• **EXERCISE DESCRIPTION**
Extract all of the entries and set them down verbatim.

• **TASK MATERIAL**

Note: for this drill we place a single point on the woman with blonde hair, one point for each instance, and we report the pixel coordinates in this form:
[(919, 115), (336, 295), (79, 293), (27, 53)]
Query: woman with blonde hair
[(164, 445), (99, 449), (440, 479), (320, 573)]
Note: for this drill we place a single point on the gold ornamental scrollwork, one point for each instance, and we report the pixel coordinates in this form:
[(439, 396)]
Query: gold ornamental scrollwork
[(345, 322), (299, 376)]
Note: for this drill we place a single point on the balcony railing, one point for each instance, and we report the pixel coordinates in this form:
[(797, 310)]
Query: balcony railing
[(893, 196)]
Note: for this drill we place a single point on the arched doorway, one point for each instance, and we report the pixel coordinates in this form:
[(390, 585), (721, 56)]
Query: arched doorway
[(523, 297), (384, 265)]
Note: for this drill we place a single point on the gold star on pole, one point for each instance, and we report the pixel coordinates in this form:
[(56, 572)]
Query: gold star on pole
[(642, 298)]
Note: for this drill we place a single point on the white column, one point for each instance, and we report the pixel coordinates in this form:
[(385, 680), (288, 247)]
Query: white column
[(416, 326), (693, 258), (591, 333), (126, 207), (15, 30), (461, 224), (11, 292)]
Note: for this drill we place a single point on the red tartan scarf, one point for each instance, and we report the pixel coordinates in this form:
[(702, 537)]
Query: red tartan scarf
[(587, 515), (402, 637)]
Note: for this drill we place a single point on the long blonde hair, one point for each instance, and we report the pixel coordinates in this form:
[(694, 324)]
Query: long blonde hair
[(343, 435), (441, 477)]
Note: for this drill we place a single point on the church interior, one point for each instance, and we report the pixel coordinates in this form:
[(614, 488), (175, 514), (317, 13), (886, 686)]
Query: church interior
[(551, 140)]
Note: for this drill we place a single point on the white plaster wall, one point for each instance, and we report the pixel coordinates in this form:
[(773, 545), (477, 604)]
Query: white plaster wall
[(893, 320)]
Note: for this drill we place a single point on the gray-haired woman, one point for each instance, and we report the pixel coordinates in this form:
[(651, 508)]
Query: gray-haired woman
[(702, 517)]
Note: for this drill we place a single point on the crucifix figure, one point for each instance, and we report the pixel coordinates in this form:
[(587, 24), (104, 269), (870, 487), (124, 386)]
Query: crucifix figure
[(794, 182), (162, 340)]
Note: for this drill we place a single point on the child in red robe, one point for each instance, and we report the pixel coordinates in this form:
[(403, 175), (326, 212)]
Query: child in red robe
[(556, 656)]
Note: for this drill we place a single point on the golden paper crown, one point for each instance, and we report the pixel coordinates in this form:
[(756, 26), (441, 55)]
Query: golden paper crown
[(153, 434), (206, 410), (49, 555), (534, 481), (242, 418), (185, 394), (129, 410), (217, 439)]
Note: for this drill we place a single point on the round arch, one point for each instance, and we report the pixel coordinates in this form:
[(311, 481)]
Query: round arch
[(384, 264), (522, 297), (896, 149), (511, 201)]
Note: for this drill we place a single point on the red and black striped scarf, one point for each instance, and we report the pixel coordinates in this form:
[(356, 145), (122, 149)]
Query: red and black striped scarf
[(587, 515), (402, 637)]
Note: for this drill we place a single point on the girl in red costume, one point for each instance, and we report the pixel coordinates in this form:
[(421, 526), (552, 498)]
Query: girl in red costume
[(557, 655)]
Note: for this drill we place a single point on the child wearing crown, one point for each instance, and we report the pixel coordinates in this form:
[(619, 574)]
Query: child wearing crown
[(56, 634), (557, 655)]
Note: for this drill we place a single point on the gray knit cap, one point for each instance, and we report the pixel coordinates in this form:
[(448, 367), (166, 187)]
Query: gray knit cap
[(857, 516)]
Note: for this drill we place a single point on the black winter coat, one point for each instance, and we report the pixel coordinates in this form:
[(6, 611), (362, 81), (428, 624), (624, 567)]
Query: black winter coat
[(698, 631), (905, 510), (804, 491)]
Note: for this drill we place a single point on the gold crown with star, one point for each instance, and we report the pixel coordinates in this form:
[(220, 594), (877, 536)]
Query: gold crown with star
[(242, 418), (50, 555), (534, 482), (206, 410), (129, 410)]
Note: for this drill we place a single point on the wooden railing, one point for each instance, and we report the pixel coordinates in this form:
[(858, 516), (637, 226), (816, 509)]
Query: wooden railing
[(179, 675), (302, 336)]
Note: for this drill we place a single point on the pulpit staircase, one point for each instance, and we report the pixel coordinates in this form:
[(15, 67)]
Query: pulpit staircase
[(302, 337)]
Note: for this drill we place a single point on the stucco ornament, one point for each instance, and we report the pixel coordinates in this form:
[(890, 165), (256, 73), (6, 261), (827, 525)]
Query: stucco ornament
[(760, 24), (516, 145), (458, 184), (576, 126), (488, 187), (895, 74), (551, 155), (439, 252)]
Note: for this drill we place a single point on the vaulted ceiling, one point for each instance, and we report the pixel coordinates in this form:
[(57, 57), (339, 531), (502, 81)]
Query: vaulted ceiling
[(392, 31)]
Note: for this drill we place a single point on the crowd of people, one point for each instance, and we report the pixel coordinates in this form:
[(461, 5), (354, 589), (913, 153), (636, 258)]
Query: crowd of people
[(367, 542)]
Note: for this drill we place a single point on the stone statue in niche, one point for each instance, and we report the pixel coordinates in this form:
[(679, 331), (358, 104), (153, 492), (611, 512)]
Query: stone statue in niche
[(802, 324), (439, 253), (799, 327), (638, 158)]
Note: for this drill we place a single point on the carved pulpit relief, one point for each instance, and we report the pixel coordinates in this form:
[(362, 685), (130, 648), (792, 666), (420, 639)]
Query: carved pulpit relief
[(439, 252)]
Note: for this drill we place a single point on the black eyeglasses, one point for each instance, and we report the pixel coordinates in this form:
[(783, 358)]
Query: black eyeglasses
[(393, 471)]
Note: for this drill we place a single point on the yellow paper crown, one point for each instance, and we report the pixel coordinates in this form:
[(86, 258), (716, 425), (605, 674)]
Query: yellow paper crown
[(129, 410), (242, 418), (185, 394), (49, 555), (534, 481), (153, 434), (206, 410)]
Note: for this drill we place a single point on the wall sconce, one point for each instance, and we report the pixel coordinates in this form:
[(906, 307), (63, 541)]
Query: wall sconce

• **ANSWER TO THE PROBLEM**
Note: for this drill we place a single point on the woman with blonde hair, one point for each instance, and we report the pixel coordinates in this form:
[(919, 115), (336, 295), (79, 293), (27, 53)]
Query: woman with blonde hair
[(164, 445), (99, 449), (440, 479), (320, 573)]
Note: for this drill we place a single point on the gold ornamental scrollwork, one point for each instance, and we report the pixel coordinates in this form:
[(439, 396)]
Query: gold ornamental scrollwork
[(345, 322), (299, 376)]
Note: for this drill we place a single point on the balcony railing, one point for each instance, and we report the pixel coordinates in this form:
[(797, 310)]
Query: balcony railing
[(893, 196)]
Note: for this drill we place a single point on the arched doorway, one point for each instance, and we report the pixel coordinates in this form:
[(390, 585), (721, 56)]
Query: arched doorway
[(523, 297), (384, 265)]
Note: for this drill we place a single point on the gold star on pole, one point for each instance, and we report the pixel coordinates in this form:
[(56, 572)]
Query: gold star on pole
[(642, 298)]
Note: for this drill we place a single point on the white column, one point for each instance, and we report the pixel coordinates in this form:
[(385, 680), (288, 247)]
Query: white column
[(416, 326), (693, 258), (591, 333), (126, 207), (15, 30), (461, 224), (11, 292)]
Note: for this drill we place a single point on the red tartan scarf, one point for each instance, and we report the pixel coordinates in this form:
[(702, 537)]
Query: red tartan scarf
[(587, 515), (402, 637)]
Note: for this drill we place a single point on the long blonde hair, one point for each instance, and we report the pixel coordinates in this form:
[(694, 324)]
Query: long blonde hair
[(343, 435), (441, 477)]
Note: for this drill we place a single point on the church interior, one point for each instance, and we report the pixel coordinates in this form:
[(614, 488), (175, 514), (317, 13), (886, 686)]
Query: church interior
[(551, 140)]
Note: for this drill we place a single point on the white plaster wall, one point for each instance, and we report the pixel coordinates in this form:
[(773, 545), (477, 604)]
Query: white plaster wall
[(893, 320)]
Note: for this drill we place a single point on the gray-haired woman, one point for each instance, and we report the pixel coordinates in this form:
[(651, 508)]
Query: gray-haired woman
[(702, 517)]
Note: for this drill we place a single point on the crucifix figure, one point for each instance, and we report the pixel coordinates in this form:
[(587, 24), (104, 269), (870, 487), (124, 386)]
Query: crucifix figure
[(794, 182), (162, 340)]
Note: for this drill we place a single point on the child in red robe, one point for each instance, and we report the pixel coordinates in this form:
[(403, 175), (326, 212)]
Query: child in red robe
[(556, 656)]
Note: for this drill we place a single point on the golden paper crown, one point for each instance, and we report the pixel coordinates in this form:
[(756, 26), (441, 55)]
Query: golden paper crown
[(153, 434), (206, 410), (49, 555), (534, 481), (242, 418), (185, 394), (129, 410), (217, 439)]
Note: for this drill we place a single point on the round arch, one point for each instance, and we report the pixel coordinates in this form:
[(311, 481)]
Query: round arch
[(384, 264), (522, 297), (896, 149), (511, 201)]
Note: for this drill we place a single point on the red and black striped scarf, one point for each instance, and we report the pixel coordinates in this form:
[(356, 145), (122, 149)]
Query: red and black striped scarf
[(587, 515), (402, 637)]
Note: for this drill we place a single point on the girl in red costume, one point for each instance, and we report the pixel coordinates in this form:
[(421, 526), (552, 498)]
Query: girl in red costume
[(557, 655)]
Note: for this drill we place a single point on the child wearing crown, one point for each instance, and we report the pixel coordinates in this form:
[(619, 574)]
Query: child wearing crown
[(56, 634), (557, 655)]
Note: for this drill we place a single point on the gray knit cap, one point for each instance, and we report the pixel coordinates in this form:
[(448, 367), (166, 187)]
Query: gray knit cap
[(857, 516)]
Note: for this drill we place a single point on the black winter coat, one point for each instance, and we report the pixel coordinates in this form:
[(6, 611), (362, 81), (428, 624), (624, 567)]
Query: black winter coat
[(698, 631), (905, 510), (804, 491)]
Note: for this drill we place a single point on the gold crown with star, one point for each instance, and we report the pixel coordinates in this form:
[(220, 594), (877, 536)]
Query: gold crown with star
[(242, 418), (50, 555), (534, 482), (206, 410), (129, 410)]
Note: for this drill we place a single point on the wooden railing, one point for each instance, and we report the pixel coordinates in this form:
[(858, 516), (637, 226), (816, 509)]
Query: wooden railing
[(179, 675), (302, 336)]
Note: for this drill we place a single point on the pulpit staircase, one point for each instance, and we report the pixel coordinates in this form:
[(15, 67)]
Query: pulpit staircase
[(302, 337)]
Note: for this drill we place a single point on the stucco ornament, one point for each instance, and we report the pixel coordinates in this form:
[(890, 165), (256, 73), (6, 261), (827, 525)]
Query: stucco ornament
[(760, 24), (516, 145), (458, 184), (576, 126), (488, 187), (895, 74), (551, 155), (439, 252)]
Note: for this drill we place a single point on the vaulted ceiling, one point for each instance, and we report the pixel coordinates in this form:
[(57, 57), (339, 531), (502, 81)]
Query: vaulted ceiling
[(392, 31)]
Note: for this drill we place a single point on the crowd of people, one point for each instance, and we report the pixel coordinates in this form:
[(461, 5), (354, 589), (913, 153), (636, 258)]
Query: crowd of people
[(367, 542)]
Note: for this drill we place a single point on the stone statue in niche, one point for each instance, and we report the pixel coordinates in this form:
[(679, 331), (358, 104), (153, 492), (611, 512)]
Query: stone statue in niche
[(802, 324), (439, 253), (799, 327), (638, 158)]
Note: for this drill we place a single point on the carved pulpit relief, one point for each instance, and we report the pixel coordinates in this form:
[(362, 685), (130, 648), (792, 666), (420, 639)]
Query: carved pulpit relief
[(439, 252)]
Note: for this drill we place a single point on the black eyeglasses, one point for each instance, and we report the pixel coordinates in this form:
[(783, 358)]
Query: black eyeglasses
[(393, 471)]
Note: for this drill we place a single point on the yellow paper crown, one point for each instance, and we report the pixel coordinates in this form:
[(86, 258), (716, 425), (605, 674)]
Query: yellow paper crown
[(129, 410), (242, 418), (185, 394), (49, 555), (534, 481), (153, 434), (206, 410)]
Note: for this drill we place a single point on the wall sconce, one point for each instance, and we report the pixel coordinates in this form:
[(906, 307), (63, 541)]
Query: wall sconce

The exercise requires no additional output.